Answer these questions using the passage below about UNICEF and slacktivism.
1. According to the UNICEF ad, how many children will be vaccinated against polio if people like UNICEF on Facebook?
2. Which two organizations carried out the 2,000-person study?
3. What did Henrik Serup Christensen find about online activities?

[[ EXTRACT, beginning ]]

UNICEF is the first organization that is stating the obvious and encouraging “slacktivists” to give more than a millisecond to “like” a page or Facebook meme. UNICEF ads that state “Like us on Facebook and we will vaccinate zero children against polio” and parody commercials spark conversation about how effective social promotion is versus donations and volunteering. Social-promotion also makes organizations rethink the motives of social media campaigns and how they are to use the viral sphere to generate monetary support.
Social sharing is no doubt helpful in generating conversation and awareness, but the reality of the matter is that Facebook likes don’t save lives. However, people that socially promote a cause, whether they are long-time supports or just jumping on the band-wagon, prove to have just as much potential in donating or volunteering as non-social-promoters. In a 2,000-person study by Georgetown University and Ogilvy Worldwide, social promoters were just as likely as non-social-promoters to give money and slightly more likely to volunteer their time. In another 2011 study by the Internet Journal First Monday, Henrik Serup Christensen found that online activities didn’t reduce off-line mobilization. “It is at worst harmless fun and can at best help invigorate citizens,” said Christensen.

[[ EXTRACT, end ]]
[[ RECORDS PROVIDED, beginning ]]

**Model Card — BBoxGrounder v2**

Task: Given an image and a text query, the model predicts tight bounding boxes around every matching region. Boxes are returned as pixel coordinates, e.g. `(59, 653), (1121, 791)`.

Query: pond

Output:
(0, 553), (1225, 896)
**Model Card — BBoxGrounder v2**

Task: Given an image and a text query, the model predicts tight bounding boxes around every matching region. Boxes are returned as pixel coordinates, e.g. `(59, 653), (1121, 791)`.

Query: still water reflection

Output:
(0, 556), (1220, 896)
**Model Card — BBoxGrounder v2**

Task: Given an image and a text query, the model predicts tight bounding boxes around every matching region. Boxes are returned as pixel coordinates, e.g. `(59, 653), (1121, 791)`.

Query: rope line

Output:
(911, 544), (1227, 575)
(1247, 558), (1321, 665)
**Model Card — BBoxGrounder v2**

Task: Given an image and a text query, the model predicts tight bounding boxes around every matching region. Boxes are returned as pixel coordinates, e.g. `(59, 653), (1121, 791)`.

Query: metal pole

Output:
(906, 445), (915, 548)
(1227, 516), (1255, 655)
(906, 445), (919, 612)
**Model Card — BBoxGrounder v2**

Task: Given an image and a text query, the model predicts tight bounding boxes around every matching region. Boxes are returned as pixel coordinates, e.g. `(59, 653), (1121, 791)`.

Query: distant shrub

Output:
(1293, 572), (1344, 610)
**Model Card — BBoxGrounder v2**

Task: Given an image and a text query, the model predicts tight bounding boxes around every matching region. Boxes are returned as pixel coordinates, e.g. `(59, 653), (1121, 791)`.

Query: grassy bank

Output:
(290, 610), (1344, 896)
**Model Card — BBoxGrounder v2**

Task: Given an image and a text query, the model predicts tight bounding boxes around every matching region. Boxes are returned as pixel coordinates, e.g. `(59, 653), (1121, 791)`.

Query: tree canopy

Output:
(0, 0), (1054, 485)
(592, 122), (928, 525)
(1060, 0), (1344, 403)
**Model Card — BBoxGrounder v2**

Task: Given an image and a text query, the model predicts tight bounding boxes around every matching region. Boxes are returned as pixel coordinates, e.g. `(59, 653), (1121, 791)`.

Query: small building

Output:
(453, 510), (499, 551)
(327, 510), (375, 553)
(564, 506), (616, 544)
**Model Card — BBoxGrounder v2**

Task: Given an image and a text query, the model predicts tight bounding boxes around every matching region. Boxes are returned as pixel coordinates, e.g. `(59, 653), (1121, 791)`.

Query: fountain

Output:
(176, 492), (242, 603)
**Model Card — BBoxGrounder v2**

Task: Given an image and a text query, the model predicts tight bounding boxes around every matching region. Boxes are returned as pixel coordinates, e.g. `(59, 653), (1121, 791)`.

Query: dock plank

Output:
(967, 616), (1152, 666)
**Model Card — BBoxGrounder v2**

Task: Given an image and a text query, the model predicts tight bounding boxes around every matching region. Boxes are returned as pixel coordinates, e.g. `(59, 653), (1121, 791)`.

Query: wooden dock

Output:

[[ RECORDS PROVIDED, end ]]

→ RESULT
1. Zero.
2. Georgetown University and Ogilvy Worldwide.
3. Online activities didn't reduce off-line mobilization.